Requirements
Edit the lines from the first one down through the line containing "column 203, row 297", changing every "pin" to "marker" and leaving everything else untouched. Give back only those lines.

————————

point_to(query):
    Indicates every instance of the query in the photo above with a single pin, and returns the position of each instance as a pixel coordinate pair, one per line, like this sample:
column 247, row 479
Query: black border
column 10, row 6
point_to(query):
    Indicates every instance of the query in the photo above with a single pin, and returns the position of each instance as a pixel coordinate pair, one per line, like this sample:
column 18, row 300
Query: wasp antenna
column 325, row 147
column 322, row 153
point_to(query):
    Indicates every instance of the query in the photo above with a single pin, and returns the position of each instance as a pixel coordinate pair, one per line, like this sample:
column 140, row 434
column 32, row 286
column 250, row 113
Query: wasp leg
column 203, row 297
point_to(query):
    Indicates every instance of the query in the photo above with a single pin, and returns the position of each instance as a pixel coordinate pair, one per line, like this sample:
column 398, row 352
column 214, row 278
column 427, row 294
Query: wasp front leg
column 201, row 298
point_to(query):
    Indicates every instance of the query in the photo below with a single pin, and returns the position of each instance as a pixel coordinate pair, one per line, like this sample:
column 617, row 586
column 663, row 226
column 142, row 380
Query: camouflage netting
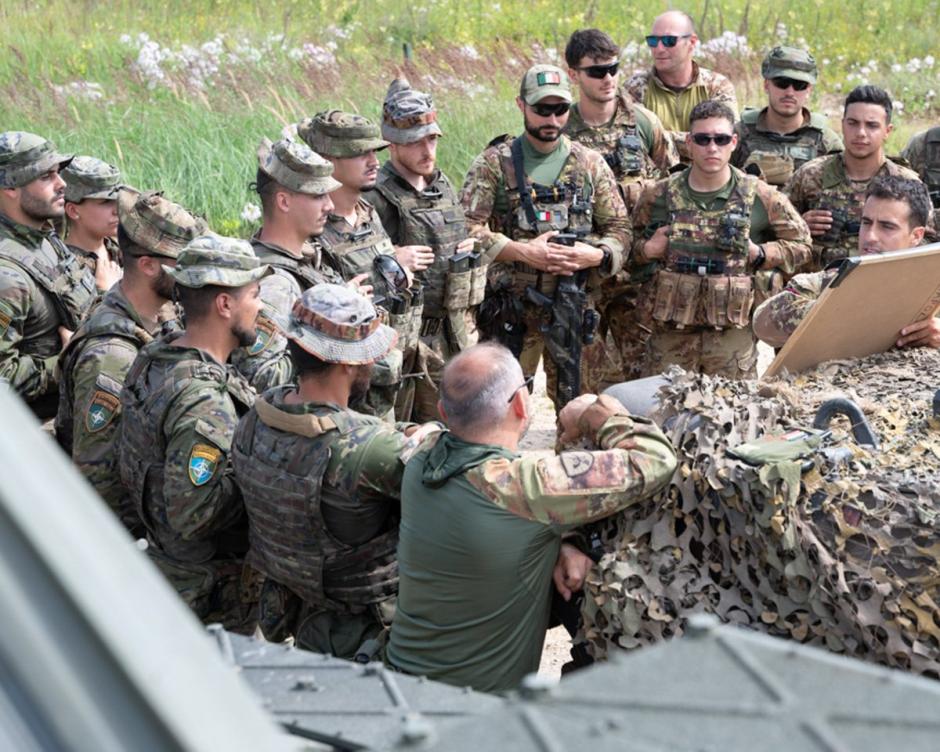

————————

Result
point_to(query):
    Indicates every instance of the query in the photo above with a single marker, and returns the position of each instance as a pixel coordinate pair, one per line, like this sample:
column 247, row 479
Query: black border
column 10, row 6
point_to(query):
    Indicates every instance of the query in the photo above with a single marker, and returns the position of each instance as a pixel coordinate pair, one per line, like this sample:
column 18, row 300
Query: wasp antenna
column 325, row 147
column 322, row 153
point_to(query):
    Indicates every instance of the query in the photo above with a single marker, and returns the position of each instance as a pixel coordinate pair, one per line, like this sample:
column 140, row 434
column 32, row 286
column 250, row 113
Query: wasp leg
column 203, row 297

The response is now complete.